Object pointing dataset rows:
= = = = = = =
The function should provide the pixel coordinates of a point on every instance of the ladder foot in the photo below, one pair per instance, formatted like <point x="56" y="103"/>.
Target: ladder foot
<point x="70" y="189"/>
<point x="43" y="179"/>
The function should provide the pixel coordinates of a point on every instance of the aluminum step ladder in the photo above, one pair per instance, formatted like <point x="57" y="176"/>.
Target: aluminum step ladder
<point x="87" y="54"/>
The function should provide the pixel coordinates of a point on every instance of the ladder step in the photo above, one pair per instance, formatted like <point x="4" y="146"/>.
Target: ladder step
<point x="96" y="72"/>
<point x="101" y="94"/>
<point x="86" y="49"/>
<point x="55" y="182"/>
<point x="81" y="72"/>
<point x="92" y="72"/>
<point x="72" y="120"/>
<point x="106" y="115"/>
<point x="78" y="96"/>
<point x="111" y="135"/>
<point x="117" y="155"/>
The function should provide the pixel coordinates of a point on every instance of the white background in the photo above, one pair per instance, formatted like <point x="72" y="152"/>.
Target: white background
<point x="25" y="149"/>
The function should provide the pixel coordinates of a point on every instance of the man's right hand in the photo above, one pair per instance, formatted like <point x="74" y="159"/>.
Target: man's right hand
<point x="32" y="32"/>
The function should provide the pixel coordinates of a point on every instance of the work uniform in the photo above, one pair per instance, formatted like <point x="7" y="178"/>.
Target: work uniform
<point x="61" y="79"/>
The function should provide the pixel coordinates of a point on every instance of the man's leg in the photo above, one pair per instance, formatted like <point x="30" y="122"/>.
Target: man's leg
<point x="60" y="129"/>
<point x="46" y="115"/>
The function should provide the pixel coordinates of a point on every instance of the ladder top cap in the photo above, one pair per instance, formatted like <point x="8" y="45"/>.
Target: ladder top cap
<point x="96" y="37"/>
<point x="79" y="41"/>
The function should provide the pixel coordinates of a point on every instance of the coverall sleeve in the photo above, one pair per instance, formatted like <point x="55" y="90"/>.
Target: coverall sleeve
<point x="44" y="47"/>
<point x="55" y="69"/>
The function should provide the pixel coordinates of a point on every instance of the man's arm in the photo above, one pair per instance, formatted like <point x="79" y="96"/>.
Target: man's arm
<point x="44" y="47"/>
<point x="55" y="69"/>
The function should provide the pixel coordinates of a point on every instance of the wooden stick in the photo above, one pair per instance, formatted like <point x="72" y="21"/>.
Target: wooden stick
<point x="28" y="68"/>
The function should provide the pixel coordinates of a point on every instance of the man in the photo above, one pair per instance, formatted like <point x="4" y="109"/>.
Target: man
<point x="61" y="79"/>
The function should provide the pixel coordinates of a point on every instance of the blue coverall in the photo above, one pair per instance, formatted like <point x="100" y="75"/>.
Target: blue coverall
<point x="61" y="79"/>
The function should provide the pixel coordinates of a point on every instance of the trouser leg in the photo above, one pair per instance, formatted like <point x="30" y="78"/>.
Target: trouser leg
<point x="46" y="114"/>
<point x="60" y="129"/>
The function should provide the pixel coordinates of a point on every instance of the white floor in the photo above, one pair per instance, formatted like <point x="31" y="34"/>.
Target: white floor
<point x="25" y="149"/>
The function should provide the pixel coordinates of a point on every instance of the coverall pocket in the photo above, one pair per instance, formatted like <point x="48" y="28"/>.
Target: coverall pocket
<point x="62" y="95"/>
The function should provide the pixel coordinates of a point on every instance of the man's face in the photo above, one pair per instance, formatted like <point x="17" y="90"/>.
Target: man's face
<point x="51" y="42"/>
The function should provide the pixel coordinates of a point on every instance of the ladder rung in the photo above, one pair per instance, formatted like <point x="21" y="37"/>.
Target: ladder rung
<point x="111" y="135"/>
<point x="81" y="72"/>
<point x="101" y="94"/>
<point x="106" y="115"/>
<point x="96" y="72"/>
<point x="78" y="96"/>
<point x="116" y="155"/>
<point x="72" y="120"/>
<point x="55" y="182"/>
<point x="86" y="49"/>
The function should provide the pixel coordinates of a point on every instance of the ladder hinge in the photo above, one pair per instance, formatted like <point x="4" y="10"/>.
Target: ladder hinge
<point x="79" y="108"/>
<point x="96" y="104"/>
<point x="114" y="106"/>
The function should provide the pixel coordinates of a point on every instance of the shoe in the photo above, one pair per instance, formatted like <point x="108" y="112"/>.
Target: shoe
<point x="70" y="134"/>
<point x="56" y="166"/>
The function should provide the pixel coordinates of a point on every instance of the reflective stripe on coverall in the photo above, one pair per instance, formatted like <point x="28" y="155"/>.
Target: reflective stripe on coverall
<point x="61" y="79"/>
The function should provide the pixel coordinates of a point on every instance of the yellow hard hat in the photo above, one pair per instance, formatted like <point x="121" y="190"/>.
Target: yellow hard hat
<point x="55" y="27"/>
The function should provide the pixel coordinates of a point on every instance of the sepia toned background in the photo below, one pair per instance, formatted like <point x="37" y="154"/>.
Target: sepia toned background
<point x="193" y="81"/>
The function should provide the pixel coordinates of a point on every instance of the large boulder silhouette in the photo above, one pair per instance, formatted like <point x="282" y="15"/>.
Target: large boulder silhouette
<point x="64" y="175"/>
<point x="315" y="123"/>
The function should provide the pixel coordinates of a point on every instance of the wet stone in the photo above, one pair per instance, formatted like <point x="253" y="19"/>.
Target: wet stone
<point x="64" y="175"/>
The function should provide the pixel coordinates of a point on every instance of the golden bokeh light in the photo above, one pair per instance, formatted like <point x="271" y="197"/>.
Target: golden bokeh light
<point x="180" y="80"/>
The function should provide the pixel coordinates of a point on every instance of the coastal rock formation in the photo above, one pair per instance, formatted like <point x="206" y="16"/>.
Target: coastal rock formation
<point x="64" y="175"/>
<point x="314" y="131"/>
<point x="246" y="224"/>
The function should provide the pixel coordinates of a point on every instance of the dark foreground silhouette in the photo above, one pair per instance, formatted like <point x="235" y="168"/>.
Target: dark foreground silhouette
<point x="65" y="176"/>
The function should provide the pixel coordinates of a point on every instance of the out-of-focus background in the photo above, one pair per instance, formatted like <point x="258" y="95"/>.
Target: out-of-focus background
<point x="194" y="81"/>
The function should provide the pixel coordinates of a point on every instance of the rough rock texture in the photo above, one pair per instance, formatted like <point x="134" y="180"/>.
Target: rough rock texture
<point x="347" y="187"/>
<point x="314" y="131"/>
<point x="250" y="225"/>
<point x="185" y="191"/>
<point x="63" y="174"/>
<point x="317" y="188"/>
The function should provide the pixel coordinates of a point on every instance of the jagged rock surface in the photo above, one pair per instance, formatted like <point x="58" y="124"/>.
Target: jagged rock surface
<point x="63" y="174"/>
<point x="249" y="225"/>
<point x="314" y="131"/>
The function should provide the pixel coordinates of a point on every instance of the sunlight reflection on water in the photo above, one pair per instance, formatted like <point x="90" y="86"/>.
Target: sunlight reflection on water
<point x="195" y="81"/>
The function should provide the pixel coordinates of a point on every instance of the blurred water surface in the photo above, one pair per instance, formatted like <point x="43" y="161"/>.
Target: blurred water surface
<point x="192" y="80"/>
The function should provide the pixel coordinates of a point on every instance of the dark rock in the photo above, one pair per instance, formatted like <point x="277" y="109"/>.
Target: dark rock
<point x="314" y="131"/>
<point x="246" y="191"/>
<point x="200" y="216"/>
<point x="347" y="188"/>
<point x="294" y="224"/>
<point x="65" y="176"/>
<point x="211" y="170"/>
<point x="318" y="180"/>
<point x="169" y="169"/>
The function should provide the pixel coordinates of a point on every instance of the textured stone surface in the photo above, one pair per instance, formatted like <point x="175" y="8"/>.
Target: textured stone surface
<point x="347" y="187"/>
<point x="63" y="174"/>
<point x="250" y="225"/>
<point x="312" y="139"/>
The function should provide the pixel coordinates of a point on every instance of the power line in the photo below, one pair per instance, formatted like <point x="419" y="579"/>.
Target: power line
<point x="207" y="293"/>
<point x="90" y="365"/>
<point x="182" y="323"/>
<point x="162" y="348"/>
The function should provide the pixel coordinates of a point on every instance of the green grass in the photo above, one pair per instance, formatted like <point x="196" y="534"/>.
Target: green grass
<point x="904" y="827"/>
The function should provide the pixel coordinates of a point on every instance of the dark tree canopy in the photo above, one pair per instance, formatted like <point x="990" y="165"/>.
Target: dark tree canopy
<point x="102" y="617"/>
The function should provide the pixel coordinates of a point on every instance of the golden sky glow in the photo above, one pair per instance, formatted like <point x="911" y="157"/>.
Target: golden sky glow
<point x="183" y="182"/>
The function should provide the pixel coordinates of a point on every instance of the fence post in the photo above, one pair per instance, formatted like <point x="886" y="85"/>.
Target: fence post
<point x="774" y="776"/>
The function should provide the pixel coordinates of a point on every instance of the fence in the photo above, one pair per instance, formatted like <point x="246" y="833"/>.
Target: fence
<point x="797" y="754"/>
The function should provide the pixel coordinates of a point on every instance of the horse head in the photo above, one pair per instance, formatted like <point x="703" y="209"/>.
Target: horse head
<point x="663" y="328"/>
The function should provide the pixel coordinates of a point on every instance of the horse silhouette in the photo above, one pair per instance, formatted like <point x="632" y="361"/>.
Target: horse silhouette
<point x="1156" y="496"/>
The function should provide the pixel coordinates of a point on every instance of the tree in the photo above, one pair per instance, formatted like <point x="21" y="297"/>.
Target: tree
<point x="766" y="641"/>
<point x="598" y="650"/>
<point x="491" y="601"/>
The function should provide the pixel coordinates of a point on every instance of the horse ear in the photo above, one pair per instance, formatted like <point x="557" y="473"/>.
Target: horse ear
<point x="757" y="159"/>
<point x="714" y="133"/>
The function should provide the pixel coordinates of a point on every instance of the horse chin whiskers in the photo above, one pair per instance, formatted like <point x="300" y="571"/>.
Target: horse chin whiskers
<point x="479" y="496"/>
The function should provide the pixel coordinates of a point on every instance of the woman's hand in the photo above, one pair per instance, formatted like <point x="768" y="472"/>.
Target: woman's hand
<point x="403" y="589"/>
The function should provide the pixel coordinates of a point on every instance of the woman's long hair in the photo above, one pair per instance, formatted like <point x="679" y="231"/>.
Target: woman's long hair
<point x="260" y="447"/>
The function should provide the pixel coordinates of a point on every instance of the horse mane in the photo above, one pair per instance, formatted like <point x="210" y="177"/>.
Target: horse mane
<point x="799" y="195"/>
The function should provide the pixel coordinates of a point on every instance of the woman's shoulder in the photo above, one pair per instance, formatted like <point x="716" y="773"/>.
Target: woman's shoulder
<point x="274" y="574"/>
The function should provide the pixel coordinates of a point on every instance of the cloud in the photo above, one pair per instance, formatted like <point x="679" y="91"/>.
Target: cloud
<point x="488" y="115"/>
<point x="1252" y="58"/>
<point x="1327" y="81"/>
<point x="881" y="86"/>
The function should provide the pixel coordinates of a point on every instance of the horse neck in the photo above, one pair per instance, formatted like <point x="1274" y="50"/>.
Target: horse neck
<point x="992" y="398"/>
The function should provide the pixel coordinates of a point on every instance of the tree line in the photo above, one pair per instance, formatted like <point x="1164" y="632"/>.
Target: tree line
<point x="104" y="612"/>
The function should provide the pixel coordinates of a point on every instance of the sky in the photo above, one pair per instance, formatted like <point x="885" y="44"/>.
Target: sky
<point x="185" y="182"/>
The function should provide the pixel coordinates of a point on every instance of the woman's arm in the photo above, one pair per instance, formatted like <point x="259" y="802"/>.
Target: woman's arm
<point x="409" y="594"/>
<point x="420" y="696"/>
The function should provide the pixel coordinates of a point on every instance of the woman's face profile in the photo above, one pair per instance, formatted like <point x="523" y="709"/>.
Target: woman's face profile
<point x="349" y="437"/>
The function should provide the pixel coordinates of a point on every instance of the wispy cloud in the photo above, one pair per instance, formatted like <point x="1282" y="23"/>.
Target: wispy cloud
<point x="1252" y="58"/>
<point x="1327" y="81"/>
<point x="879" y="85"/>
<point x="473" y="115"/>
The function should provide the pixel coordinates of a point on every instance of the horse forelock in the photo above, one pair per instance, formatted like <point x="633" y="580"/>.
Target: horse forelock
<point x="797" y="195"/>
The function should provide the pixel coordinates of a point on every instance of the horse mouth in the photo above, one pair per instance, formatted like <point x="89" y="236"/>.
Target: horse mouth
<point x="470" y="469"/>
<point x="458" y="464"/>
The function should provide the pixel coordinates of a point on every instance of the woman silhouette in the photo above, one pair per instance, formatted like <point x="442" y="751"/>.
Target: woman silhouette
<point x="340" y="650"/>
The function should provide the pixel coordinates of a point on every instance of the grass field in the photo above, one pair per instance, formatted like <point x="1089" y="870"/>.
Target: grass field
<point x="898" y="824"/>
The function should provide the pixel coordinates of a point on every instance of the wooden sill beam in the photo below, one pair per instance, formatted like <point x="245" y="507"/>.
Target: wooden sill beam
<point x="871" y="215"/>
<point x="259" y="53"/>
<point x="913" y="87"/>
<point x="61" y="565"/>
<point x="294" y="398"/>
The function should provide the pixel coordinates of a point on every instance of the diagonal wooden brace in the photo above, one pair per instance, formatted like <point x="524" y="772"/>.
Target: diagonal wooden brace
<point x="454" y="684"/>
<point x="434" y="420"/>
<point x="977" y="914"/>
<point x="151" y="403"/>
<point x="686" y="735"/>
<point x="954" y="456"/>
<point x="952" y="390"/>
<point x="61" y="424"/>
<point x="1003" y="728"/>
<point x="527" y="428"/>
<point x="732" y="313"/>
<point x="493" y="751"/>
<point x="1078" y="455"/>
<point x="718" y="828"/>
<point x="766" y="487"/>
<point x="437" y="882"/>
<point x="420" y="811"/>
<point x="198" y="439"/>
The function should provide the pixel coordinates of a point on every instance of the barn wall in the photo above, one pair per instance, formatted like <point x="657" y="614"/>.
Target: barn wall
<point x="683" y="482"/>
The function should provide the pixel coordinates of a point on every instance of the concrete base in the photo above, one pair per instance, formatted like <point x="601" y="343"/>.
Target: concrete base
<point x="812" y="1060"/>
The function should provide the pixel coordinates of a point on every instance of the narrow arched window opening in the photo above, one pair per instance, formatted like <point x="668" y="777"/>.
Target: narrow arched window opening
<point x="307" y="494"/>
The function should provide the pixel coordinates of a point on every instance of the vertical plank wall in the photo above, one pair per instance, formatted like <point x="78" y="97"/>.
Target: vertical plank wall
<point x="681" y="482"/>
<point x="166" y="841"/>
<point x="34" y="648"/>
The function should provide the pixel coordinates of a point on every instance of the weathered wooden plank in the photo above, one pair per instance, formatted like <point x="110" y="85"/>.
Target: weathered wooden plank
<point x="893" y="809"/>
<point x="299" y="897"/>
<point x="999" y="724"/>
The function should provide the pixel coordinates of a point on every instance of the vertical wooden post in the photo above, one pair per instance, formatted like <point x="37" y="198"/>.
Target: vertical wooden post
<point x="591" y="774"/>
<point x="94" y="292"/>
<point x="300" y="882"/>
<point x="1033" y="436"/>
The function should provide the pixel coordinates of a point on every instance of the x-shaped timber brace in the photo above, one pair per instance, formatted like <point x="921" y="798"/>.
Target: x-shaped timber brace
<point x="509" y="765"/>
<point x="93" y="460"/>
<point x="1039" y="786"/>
= = = = = = =
### [SHORT PROBLEM]
Reproduce exactly the line that holds "of the narrow", then every line after it, ending with the final line of the records above.

### [THE ANSWER]
The function should provide the pixel coordinates of a point on every instance of the narrow arched window opening in the photo above, one pair per instance, formatted like <point x="668" y="777"/>.
Target: narrow arched window opening
<point x="307" y="494"/>
The function should provide the pixel coordinates of a point on every instance of the vertical plank wall in the photo above, one pair per instance, formatted like <point x="78" y="97"/>.
Target: vertical plank wall
<point x="681" y="482"/>
<point x="166" y="841"/>
<point x="34" y="648"/>
The function should provide the pixel coordinates of a point on every instance of the weathered wooden plank in the photo above, one pair per instance, formatted like <point x="110" y="85"/>.
Target: weathered wooden plank
<point x="893" y="809"/>
<point x="299" y="897"/>
<point x="999" y="724"/>
The function should provide the pixel coordinates of a point on every instance of the vertical wooden post in the photo above, one pair per instance, formatted like <point x="37" y="198"/>.
Target: vertical wooden post
<point x="591" y="774"/>
<point x="94" y="292"/>
<point x="300" y="882"/>
<point x="1033" y="436"/>
The function should provide the pixel coordinates of a point on every instance of the x-shaped timber brace in the photo above, one pair per instance, formatted like <point x="921" y="798"/>.
Target: x-shaped timber brace
<point x="509" y="765"/>
<point x="93" y="460"/>
<point x="1039" y="786"/>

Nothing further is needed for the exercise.